--- Start Text provided ---

Write a file in UTF-8 using FileWriter (Java)?

JavaFile IoUnicodeUtf 8File Format

Java Problem Overview


I have the following code however, I want it to write as a UTF-8 file to handle foreign characters. Is there a way of doing this, is there some need to have a parameter?

I would really appreciate your help with this. Thanks.

try {
  BufferedReader reader = new BufferedReader(new FileReader("C:/Users/Jess/My Documents/actresses.list"));
  writer = new BufferedWriter(new FileWriter("C:/Users/Jess/My Documents/actressesFormatted.csv"));
  while( (line = reader.readLine()) != null) {
    //If the line starts with a tab then we just want to add a movie
    //using the current actor's name.
    if(line.length() == 0)

--- End Text provided ---
--- Start Data supplied ---

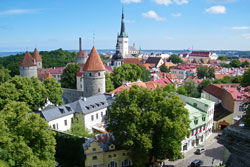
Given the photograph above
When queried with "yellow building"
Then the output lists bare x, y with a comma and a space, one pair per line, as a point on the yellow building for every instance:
101, 152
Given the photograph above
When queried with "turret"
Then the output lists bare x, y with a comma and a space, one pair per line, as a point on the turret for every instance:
37, 59
83, 55
27, 66
94, 75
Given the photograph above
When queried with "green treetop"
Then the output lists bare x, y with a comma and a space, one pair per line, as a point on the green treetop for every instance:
25, 139
69, 76
151, 124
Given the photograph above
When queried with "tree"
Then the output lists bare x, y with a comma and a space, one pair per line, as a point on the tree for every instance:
54, 91
181, 90
126, 72
23, 89
175, 59
69, 76
203, 84
78, 128
235, 63
163, 68
223, 58
246, 79
149, 124
109, 84
25, 139
169, 88
4, 74
191, 89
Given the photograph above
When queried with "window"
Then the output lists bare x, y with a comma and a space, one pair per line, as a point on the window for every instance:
113, 164
127, 162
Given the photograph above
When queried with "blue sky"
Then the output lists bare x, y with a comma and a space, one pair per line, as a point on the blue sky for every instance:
150, 24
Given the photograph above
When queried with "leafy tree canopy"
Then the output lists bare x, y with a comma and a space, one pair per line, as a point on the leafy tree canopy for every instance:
29, 91
25, 139
175, 59
149, 124
129, 72
68, 79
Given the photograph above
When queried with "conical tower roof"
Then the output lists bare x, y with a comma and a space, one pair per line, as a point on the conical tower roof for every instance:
94, 62
36, 55
27, 60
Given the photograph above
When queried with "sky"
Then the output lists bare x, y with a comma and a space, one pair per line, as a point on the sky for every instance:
150, 24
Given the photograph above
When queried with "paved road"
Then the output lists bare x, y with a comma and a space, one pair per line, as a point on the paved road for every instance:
214, 151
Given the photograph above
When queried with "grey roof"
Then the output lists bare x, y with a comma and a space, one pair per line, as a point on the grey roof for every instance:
83, 105
57, 112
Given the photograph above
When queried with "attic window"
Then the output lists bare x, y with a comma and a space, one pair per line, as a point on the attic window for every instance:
62, 110
68, 108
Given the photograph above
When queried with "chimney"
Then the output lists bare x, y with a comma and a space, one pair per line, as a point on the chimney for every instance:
80, 44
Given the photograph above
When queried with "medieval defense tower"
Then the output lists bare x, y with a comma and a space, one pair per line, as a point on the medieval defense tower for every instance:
94, 75
83, 55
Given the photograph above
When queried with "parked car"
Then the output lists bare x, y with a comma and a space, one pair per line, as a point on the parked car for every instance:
196, 163
200, 150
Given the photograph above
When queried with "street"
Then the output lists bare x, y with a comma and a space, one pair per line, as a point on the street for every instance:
214, 151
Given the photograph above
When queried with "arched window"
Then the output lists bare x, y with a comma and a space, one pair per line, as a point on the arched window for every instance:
127, 162
113, 164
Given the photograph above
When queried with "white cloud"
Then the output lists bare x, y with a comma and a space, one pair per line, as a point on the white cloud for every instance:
17, 11
240, 28
129, 21
180, 2
246, 36
176, 14
216, 10
130, 1
221, 1
168, 2
153, 15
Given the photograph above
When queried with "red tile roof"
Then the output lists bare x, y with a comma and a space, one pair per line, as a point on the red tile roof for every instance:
217, 89
94, 62
36, 55
27, 60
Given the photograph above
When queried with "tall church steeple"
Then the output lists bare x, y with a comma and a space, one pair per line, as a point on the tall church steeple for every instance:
123, 33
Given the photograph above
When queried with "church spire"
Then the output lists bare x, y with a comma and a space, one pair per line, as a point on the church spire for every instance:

--- End Data supplied ---

* [Task instructions]:
- A) In the FileWriter question, what encoding does the poster want the output file to use, and for what purpose?
- B) Carry the FileWriter question forward from its last line.
The data can be set aside; the work here does not depend on it.

* [Solved tasks]:
- A) UTF-8, so that the file can handle foreign characters.

- B)
      continue;
    else if(line.charAt(0) == '\t') {
      readMovieLine2(0, line, surname.toString(), forename.toString());
    } //Else we've reached a new actor
    else {
      readActorName(line);
    }
  }
} catch (IOException e) {
  e.printStackTrace();
}

Java Solutions


Solution 1 - Java

Safe Encoding Constructors

Getting Java to properly notify you of encoding errors is tricky. You must use the most verbose and, alas, the least used of the four alternate contructors for each of InputStreamReader and OutputStreamWriter to receive a proper exception on an encoding glitch.

For file I/O, always make sure to always use as the second argument to both OutputStreamWriter and InputStreamReader the fancy encoder argument:

  Charset.forName("UTF-8").newEncoder()

There are other even fancier possibilities, but none of the three simpler possibilities work for exception handing. These do:

 OutputStreamWriter char_output = new OutputStreamWriter(
     new FileOutputStream("some_output.utf8"),
     Charset.forName("UTF-8").newEncoder() 
 );

 InputStreamReader char_input = new InputStreamReader(
     new FileInputStream("some_input.utf8"),
     Charset.forName("UTF-8").newDecoder() 
 );

As for running with

 $ java -Dfile.encoding=utf8 SomeTrulyRemarkablyLongcLassNameGoeShere

The problem is that that will not use the full encoder argument form for the character streams, and so you will again miss encoding problems.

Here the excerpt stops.